▶ Problem to work on: Reproduce the material from the line containing "Indicate the black faucet" through the end, swapping every "frosted glass" for "clear glass" and leaving everything else unchanged.

━━ Information provided

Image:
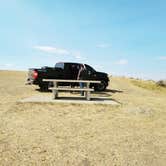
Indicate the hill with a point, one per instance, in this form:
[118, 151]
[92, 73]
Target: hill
[72, 134]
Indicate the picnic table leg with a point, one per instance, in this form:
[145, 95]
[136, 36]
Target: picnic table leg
[87, 92]
[55, 92]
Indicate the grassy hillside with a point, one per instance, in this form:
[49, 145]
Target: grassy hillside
[72, 134]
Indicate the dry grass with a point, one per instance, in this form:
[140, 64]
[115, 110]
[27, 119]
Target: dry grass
[73, 134]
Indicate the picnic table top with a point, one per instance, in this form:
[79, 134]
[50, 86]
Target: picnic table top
[62, 80]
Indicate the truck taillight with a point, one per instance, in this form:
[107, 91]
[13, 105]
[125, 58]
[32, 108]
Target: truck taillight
[35, 74]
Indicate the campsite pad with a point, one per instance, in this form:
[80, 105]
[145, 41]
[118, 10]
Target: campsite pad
[72, 100]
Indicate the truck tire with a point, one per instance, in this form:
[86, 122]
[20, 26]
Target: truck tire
[44, 87]
[101, 87]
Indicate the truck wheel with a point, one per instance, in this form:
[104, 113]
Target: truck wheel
[44, 87]
[100, 87]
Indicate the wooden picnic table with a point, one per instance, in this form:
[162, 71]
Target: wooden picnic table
[86, 89]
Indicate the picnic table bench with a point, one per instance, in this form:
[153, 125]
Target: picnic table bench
[55, 89]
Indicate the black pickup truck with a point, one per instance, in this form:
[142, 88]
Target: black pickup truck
[63, 70]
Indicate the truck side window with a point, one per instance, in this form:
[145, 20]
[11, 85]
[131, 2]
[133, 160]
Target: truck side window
[59, 65]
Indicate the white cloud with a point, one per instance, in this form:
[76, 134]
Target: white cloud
[122, 62]
[103, 45]
[52, 50]
[162, 58]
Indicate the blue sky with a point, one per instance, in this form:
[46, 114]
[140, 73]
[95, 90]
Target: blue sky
[121, 37]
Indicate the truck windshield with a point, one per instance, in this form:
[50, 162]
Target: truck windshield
[59, 65]
[89, 68]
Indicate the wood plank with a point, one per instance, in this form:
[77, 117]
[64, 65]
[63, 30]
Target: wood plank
[71, 89]
[77, 81]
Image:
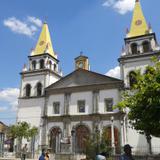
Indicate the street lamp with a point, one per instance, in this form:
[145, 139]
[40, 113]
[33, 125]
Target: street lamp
[112, 134]
[97, 137]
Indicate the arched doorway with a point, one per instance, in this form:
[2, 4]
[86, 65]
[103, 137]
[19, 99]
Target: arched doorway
[82, 132]
[54, 141]
[107, 133]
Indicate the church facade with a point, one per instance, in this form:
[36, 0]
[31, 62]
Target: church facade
[66, 109]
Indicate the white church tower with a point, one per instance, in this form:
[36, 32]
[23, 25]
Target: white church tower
[42, 71]
[140, 46]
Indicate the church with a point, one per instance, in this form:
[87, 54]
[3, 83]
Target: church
[68, 108]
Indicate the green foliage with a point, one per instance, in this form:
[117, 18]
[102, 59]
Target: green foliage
[143, 101]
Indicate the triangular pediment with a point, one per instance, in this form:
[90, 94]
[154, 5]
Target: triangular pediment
[82, 77]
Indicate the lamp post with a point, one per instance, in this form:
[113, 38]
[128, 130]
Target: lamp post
[97, 138]
[73, 140]
[112, 134]
[1, 143]
[122, 133]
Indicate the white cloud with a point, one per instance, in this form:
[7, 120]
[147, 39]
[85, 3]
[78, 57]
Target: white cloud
[2, 109]
[115, 72]
[120, 6]
[28, 27]
[9, 97]
[35, 21]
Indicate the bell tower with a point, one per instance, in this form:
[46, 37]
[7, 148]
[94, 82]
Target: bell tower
[140, 46]
[82, 62]
[42, 71]
[43, 66]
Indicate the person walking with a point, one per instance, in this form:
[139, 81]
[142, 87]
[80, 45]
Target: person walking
[127, 153]
[101, 156]
[24, 152]
[42, 157]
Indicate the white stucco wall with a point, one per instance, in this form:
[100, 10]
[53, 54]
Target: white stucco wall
[30, 110]
[86, 96]
[110, 93]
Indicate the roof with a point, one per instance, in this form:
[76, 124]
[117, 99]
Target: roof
[138, 26]
[44, 44]
[81, 78]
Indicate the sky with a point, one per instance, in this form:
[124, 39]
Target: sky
[95, 27]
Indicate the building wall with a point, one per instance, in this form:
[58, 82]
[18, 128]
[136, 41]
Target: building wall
[31, 110]
[87, 96]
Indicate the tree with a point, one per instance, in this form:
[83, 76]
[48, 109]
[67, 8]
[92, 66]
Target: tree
[22, 130]
[143, 101]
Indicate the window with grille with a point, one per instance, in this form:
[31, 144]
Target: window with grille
[81, 106]
[56, 107]
[108, 104]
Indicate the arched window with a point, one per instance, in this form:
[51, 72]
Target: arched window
[132, 78]
[28, 90]
[55, 67]
[146, 46]
[41, 64]
[39, 89]
[50, 64]
[134, 48]
[33, 65]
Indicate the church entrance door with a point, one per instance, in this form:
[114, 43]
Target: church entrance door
[55, 139]
[82, 132]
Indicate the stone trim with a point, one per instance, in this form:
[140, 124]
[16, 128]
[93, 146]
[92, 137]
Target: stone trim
[43, 55]
[112, 85]
[89, 117]
[40, 71]
[138, 56]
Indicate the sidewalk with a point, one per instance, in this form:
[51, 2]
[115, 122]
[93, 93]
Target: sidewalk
[12, 158]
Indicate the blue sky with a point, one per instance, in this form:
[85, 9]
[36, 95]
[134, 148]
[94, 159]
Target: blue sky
[96, 27]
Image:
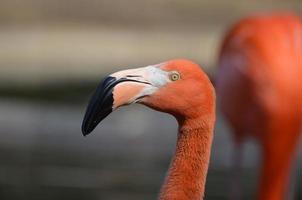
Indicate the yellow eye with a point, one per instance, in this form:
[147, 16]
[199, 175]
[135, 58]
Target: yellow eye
[174, 76]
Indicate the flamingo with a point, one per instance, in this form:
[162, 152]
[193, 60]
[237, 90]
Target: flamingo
[180, 88]
[259, 91]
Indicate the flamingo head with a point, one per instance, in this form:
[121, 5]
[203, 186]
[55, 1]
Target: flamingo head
[177, 87]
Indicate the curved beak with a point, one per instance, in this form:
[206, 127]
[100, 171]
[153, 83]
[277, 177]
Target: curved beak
[118, 89]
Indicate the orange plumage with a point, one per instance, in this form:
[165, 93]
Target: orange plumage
[260, 92]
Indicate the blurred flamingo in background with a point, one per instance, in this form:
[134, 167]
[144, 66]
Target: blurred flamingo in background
[177, 87]
[260, 93]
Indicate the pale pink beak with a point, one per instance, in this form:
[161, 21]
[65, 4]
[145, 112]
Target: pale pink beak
[119, 89]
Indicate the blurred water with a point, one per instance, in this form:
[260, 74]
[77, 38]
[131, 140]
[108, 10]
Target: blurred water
[44, 155]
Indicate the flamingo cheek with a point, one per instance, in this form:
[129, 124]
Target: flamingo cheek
[126, 93]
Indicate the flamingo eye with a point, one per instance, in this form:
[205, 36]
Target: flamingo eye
[174, 76]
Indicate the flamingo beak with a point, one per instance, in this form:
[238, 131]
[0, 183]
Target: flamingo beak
[119, 89]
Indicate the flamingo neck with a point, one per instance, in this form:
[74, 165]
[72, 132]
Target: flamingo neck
[188, 170]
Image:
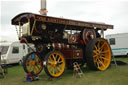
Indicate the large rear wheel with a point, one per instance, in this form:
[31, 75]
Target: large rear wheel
[55, 64]
[98, 54]
[33, 63]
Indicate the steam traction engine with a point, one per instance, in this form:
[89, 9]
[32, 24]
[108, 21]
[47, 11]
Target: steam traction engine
[60, 42]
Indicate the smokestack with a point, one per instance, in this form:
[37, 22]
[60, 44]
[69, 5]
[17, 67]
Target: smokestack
[43, 10]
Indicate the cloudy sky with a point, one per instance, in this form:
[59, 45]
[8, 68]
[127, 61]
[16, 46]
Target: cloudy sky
[113, 12]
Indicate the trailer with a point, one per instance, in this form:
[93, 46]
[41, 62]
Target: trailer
[13, 52]
[60, 42]
[118, 43]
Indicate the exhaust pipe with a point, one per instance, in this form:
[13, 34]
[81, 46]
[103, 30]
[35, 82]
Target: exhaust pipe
[43, 10]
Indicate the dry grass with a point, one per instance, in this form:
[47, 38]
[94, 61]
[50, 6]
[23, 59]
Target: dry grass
[112, 76]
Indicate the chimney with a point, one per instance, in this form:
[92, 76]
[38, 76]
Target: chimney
[43, 10]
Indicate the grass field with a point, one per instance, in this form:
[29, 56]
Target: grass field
[114, 75]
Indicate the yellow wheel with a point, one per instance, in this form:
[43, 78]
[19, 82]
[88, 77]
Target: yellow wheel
[55, 64]
[98, 54]
[33, 63]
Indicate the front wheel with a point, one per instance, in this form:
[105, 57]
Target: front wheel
[55, 64]
[32, 63]
[98, 54]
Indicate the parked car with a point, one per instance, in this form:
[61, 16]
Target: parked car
[13, 52]
[118, 43]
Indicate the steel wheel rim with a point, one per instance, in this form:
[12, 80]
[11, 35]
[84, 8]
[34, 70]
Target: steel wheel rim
[33, 63]
[56, 64]
[102, 54]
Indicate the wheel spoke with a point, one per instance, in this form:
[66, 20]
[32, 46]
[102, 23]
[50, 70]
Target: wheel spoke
[98, 45]
[98, 64]
[95, 55]
[54, 57]
[106, 51]
[58, 59]
[102, 63]
[51, 70]
[95, 47]
[104, 58]
[102, 46]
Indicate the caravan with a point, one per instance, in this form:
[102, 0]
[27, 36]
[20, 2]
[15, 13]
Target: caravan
[118, 43]
[13, 52]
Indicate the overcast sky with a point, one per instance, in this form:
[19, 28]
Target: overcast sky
[113, 12]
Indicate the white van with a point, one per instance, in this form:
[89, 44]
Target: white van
[13, 52]
[118, 43]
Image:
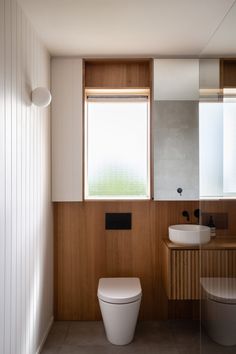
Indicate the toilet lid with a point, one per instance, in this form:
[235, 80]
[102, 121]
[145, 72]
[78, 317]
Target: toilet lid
[220, 289]
[119, 290]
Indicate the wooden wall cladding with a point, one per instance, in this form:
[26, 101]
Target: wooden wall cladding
[228, 73]
[227, 207]
[118, 74]
[85, 251]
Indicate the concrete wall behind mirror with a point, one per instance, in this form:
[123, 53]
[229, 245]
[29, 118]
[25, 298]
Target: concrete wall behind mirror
[176, 150]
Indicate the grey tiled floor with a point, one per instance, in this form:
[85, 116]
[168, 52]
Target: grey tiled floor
[151, 337]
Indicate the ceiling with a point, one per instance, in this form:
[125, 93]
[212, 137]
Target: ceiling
[161, 28]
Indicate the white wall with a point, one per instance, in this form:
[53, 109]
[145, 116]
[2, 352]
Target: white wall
[26, 246]
[176, 150]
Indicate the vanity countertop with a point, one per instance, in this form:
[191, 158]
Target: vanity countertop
[228, 243]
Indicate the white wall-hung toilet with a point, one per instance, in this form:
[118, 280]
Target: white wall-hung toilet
[219, 309]
[119, 300]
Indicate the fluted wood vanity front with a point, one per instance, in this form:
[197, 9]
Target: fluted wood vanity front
[182, 266]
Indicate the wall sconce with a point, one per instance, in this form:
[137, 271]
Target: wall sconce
[41, 97]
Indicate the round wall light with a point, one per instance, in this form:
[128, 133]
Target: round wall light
[41, 97]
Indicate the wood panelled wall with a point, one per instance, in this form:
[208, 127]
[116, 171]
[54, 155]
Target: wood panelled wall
[228, 73]
[85, 251]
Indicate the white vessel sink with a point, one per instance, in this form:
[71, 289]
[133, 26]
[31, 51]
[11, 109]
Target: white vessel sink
[188, 234]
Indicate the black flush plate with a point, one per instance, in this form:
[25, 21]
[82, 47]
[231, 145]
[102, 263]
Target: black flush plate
[118, 221]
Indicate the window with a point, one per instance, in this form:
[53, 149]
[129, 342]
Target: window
[117, 144]
[217, 128]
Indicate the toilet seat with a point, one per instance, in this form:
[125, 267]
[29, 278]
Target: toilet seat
[221, 290]
[119, 290]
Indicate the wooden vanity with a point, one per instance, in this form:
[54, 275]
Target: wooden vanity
[182, 266]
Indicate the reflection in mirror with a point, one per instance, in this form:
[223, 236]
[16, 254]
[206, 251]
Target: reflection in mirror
[217, 147]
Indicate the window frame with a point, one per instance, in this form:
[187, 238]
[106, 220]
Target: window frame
[117, 92]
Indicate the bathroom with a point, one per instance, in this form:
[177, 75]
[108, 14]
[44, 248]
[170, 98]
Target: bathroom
[141, 256]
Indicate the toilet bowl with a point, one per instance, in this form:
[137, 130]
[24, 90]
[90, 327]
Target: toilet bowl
[119, 300]
[219, 309]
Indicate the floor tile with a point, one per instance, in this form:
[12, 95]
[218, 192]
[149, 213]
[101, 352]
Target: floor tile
[85, 333]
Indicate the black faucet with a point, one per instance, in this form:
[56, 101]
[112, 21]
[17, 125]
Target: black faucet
[197, 214]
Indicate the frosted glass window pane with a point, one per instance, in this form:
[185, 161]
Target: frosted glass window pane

━━━━

▶ Right answer:
Indicate the black faucet with a point, one per instance, in this form:
[56, 101]
[112, 21]
[17, 125]
Target: black faucet
[197, 214]
Indicate the clear glass window pane with a point, one per instance, in this form:
[185, 161]
Target: clear glass window pane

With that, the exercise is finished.